Postby longinvest » Thu Dec 03, 2015 5:26 pm

I forgot to post this last month.

Here are my personal portfolio returns* for October 2015.

Target asset allocation 50/50 using Taylor Larimore's fantastic Three Fund Portfolio adapted for a Canadian investor:
- VCN (25%): Total-market domestic stock index ETF
- VXC (25%): Total-market international stock index ETF
- VAB (50%): Total-market bond index ETF
The actual weightings in my portfolio may differ slightly from target due to infrequent rebalancing.

Trailing portfolio returns (time-weighted returns, comparable returns)
Portfolio return as of 10/31/2015
1 month 1.93%
3 months -3.10%
6 months -2.22%
YTD 2.87%
1 year 4.51%

I encourage Bogleheads to use the wiki:Calculating personal returns spreadsheet to calculate and report comparable personal returns in a uniform manner.

■ **Information provided**
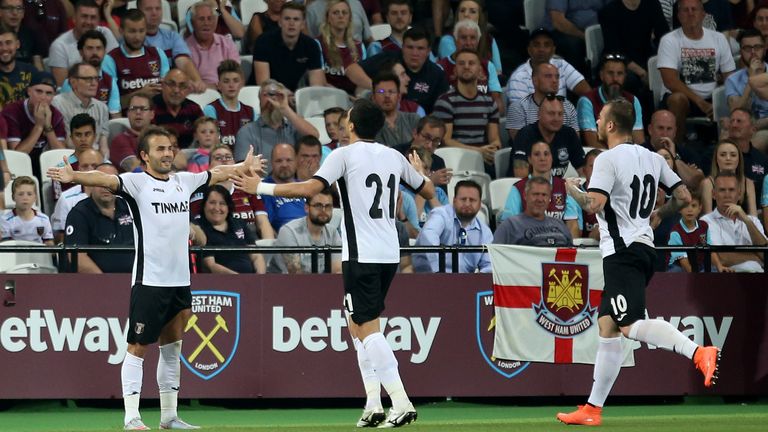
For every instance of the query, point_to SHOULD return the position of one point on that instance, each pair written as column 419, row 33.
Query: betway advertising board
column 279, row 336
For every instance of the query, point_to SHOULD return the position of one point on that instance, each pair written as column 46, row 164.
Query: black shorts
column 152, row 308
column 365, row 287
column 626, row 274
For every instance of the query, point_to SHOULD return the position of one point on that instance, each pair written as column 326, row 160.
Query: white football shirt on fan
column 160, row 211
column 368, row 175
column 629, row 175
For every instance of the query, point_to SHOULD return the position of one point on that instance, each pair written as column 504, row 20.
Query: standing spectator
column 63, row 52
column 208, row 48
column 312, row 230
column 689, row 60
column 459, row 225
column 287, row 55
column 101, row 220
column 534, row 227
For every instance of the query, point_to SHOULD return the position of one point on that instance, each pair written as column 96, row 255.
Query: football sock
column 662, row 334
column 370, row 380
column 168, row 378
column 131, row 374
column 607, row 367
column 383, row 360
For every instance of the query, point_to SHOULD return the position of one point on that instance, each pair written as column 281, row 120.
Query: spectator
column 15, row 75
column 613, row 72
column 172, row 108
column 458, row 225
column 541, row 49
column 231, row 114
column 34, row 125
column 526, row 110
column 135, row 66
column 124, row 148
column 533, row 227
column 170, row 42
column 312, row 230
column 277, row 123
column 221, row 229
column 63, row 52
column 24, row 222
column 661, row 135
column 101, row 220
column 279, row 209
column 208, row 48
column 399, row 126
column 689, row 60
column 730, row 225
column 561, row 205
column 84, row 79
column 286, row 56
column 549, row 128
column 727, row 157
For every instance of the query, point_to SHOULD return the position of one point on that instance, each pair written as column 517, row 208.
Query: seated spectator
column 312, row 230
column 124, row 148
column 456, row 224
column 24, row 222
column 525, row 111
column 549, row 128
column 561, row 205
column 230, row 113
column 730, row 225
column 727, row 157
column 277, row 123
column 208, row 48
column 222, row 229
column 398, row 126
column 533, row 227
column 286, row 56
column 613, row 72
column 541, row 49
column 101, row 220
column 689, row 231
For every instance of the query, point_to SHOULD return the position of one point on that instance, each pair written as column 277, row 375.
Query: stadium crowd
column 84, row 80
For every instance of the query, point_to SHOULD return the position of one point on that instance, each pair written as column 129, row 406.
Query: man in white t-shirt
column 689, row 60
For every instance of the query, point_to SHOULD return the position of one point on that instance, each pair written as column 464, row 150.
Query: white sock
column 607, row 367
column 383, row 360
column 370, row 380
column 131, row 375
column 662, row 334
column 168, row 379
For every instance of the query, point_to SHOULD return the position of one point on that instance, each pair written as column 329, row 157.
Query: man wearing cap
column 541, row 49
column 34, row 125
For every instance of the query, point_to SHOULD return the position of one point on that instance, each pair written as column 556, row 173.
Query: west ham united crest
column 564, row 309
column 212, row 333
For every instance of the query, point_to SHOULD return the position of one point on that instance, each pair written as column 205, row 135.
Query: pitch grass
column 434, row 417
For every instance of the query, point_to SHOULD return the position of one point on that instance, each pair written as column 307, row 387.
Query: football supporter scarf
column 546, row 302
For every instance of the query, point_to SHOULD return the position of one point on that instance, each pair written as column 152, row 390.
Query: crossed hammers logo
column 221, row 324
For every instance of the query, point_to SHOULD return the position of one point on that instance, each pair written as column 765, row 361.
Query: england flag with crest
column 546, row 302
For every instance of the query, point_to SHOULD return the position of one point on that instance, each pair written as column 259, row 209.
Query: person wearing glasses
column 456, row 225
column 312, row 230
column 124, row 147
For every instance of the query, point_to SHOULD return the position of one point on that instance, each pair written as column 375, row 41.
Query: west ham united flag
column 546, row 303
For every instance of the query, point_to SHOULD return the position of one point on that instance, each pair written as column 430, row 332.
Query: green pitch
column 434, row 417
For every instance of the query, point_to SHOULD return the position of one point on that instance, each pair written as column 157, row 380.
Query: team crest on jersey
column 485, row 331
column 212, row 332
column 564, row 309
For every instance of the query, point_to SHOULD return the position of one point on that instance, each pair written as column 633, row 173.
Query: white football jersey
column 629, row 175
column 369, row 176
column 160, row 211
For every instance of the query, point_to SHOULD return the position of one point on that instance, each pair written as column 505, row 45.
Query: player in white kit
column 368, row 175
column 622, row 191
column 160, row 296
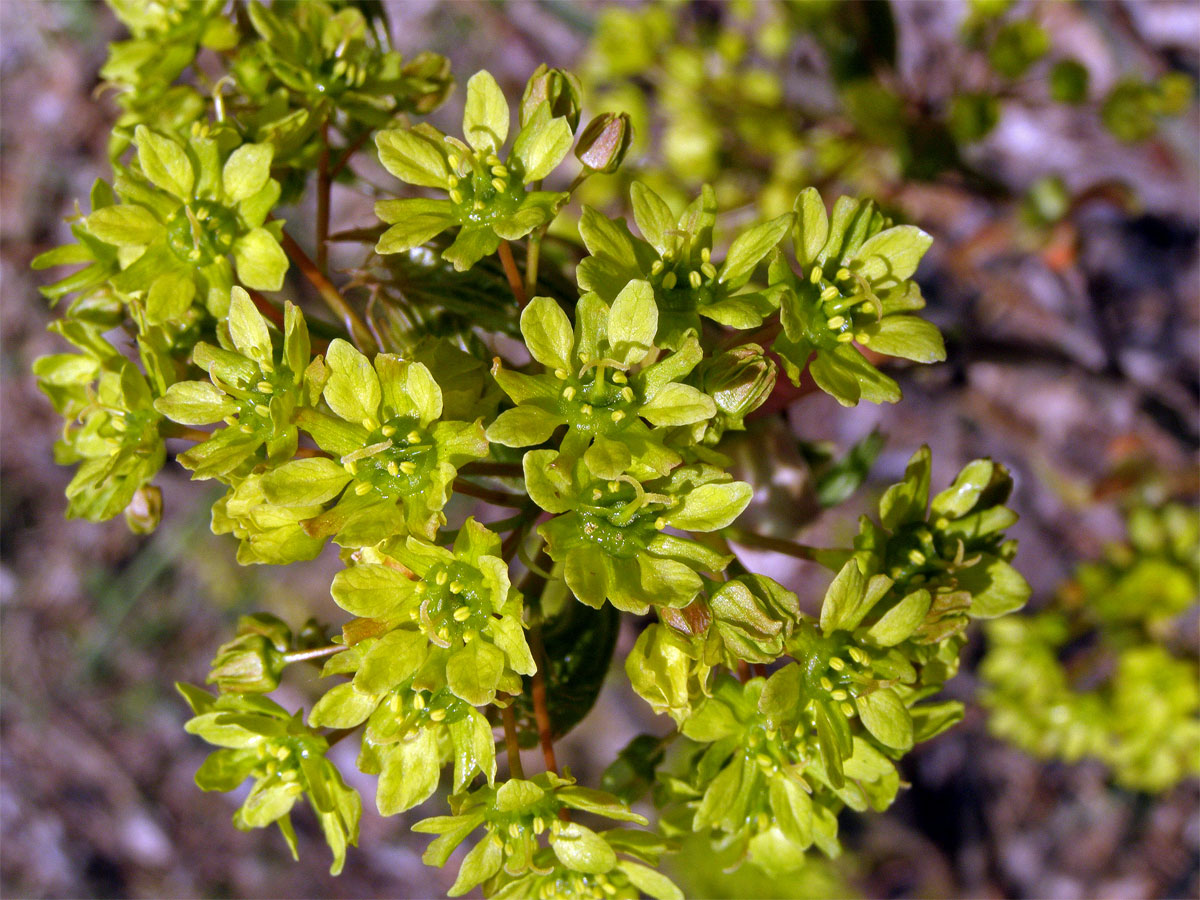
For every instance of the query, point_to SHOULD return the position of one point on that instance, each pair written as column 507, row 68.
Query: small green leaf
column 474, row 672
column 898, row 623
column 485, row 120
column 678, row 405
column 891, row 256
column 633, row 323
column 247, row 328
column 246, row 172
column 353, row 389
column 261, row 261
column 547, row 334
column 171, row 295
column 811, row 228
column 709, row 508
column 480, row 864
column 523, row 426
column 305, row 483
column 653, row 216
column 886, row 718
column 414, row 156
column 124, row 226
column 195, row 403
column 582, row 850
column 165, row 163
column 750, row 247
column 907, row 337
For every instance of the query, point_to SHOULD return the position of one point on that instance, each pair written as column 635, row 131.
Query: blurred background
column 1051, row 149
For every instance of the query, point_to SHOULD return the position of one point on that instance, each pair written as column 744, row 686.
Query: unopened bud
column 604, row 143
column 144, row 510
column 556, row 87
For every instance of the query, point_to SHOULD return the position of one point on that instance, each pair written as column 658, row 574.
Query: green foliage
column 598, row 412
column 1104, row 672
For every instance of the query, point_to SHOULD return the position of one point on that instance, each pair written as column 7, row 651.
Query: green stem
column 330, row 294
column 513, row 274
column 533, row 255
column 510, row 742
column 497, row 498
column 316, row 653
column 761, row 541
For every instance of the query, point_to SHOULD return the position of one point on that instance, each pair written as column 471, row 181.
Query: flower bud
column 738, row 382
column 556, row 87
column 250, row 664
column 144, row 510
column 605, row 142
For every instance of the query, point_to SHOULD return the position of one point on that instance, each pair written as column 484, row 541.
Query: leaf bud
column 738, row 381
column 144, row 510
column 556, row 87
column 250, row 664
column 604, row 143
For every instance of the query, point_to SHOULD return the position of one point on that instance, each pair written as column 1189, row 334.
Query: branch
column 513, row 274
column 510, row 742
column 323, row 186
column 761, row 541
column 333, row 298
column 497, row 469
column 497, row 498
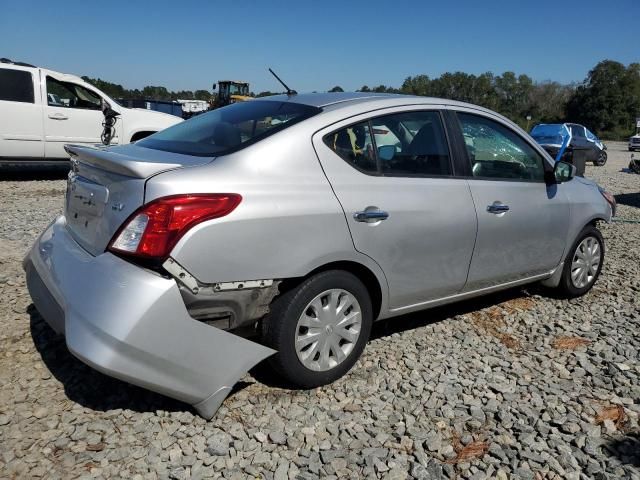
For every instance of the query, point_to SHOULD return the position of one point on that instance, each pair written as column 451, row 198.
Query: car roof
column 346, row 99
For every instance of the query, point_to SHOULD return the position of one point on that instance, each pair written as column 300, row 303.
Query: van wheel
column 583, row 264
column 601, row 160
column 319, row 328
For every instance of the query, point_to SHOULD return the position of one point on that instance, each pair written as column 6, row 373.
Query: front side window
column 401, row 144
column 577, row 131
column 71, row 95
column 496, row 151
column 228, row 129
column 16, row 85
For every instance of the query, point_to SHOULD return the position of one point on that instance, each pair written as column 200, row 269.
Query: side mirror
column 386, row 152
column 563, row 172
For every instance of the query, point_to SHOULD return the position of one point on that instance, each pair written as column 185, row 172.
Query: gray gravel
* * *
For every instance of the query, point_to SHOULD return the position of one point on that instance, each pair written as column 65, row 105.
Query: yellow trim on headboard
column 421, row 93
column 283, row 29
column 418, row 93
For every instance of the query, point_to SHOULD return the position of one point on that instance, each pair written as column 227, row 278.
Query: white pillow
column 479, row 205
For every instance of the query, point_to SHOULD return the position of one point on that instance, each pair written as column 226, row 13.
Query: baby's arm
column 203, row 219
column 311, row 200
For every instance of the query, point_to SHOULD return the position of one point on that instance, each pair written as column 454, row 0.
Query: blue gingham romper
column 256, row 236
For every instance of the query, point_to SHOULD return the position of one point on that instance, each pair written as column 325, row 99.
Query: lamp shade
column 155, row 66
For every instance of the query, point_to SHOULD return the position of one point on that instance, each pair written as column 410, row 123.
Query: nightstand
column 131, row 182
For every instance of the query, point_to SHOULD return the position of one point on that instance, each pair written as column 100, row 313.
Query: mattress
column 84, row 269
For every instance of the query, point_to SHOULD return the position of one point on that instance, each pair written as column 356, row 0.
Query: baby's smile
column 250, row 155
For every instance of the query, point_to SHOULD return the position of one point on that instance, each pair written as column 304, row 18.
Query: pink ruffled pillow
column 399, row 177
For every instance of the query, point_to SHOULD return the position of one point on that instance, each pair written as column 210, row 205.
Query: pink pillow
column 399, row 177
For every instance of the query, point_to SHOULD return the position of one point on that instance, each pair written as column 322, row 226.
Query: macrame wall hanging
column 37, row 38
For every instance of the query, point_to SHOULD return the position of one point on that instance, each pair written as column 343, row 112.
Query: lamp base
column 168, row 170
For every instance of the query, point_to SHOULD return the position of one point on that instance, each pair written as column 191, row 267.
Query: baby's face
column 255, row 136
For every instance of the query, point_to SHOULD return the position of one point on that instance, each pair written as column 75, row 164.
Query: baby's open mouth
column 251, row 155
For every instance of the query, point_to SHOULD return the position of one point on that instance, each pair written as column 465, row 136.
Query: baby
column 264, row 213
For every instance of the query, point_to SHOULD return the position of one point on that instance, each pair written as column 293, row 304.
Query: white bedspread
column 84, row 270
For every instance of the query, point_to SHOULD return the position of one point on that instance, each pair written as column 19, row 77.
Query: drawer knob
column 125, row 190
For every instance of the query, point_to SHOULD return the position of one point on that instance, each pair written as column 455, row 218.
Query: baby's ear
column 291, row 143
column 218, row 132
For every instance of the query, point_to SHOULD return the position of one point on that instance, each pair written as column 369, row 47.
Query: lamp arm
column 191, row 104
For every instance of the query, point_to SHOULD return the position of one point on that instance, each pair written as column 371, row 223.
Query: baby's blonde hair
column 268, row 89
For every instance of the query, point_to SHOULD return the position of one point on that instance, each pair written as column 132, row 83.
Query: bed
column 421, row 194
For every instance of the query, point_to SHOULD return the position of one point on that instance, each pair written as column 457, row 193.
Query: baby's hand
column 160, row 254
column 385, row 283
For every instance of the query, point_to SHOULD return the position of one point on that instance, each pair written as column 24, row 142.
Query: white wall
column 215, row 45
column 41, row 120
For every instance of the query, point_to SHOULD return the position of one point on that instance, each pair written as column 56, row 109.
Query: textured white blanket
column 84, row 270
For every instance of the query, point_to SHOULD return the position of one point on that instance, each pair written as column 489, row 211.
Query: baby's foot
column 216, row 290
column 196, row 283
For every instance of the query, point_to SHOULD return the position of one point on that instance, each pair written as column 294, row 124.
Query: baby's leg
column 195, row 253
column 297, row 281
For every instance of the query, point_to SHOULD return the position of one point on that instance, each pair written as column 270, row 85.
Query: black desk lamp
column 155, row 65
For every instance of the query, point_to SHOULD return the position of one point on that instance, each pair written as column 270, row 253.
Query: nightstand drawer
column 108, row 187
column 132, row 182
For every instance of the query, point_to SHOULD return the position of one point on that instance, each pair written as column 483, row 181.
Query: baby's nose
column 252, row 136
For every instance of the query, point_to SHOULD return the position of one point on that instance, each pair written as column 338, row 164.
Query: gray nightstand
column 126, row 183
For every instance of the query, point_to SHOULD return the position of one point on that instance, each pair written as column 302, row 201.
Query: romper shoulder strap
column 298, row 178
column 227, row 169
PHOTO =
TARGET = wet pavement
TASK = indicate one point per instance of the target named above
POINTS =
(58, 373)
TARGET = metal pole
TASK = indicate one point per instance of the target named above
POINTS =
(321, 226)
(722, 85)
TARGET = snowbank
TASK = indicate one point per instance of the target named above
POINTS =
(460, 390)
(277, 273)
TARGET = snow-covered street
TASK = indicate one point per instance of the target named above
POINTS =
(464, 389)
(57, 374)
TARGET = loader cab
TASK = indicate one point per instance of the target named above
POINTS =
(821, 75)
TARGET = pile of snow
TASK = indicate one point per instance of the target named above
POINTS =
---
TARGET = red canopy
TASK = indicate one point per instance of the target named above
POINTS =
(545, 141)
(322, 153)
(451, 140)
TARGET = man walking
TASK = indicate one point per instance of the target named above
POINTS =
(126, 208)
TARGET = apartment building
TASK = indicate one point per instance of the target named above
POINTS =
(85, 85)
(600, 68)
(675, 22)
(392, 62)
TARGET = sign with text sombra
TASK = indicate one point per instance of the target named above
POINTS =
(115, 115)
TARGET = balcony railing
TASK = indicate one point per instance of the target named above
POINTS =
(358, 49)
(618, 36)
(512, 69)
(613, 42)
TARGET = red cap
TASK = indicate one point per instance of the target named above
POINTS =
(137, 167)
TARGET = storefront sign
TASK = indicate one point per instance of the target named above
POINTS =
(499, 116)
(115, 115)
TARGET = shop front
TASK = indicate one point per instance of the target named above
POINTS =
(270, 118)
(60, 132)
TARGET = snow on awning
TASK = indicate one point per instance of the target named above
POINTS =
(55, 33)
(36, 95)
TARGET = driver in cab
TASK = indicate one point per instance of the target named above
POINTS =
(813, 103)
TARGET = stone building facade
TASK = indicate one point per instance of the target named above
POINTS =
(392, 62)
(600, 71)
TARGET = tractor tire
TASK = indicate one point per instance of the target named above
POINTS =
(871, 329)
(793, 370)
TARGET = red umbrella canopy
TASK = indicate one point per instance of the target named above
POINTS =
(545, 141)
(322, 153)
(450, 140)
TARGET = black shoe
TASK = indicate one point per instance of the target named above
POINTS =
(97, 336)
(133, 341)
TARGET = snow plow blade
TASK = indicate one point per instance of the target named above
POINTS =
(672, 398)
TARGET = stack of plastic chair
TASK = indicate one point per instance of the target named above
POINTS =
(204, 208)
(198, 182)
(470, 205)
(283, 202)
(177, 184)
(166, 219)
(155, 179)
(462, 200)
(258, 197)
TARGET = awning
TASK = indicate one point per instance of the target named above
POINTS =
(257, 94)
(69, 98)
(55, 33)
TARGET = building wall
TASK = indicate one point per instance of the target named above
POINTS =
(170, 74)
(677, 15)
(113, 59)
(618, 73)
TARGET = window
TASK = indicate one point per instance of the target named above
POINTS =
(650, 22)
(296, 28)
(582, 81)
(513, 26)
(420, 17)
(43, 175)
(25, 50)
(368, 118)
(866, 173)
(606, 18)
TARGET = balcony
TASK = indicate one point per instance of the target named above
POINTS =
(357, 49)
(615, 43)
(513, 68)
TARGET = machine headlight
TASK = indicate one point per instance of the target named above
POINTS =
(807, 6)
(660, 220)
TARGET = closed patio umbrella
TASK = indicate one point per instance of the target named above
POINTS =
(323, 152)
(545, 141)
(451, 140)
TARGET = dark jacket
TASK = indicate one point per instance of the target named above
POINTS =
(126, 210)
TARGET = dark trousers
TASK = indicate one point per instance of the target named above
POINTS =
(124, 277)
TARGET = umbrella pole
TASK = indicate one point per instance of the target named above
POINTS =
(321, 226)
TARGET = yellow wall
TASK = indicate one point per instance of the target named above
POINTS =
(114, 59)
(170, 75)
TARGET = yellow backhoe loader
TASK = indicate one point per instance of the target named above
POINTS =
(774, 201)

■ **Given problem 1**
Answer these questions from the portfolio post:
(a) What target asset allocation does the post give?
(b) Which ETF has a 50% target weight?
(c) What was the 1-year portfolio return as of 10/31/2015?
■ **Given problem 2**
List every period for which the portfolio post reports a trailing return, along with the return it gives for each.

■ **Written answer 1**
(a) 50/50
(b) VAB, a total-market bond index ETF
(c) 4.51%

■ **Written answer 2**
- 1 month: 1.93%
- 3 months: -3.10%
- 6 months: -2.22%
- YTD: 2.87%
- 1 year: 4.51%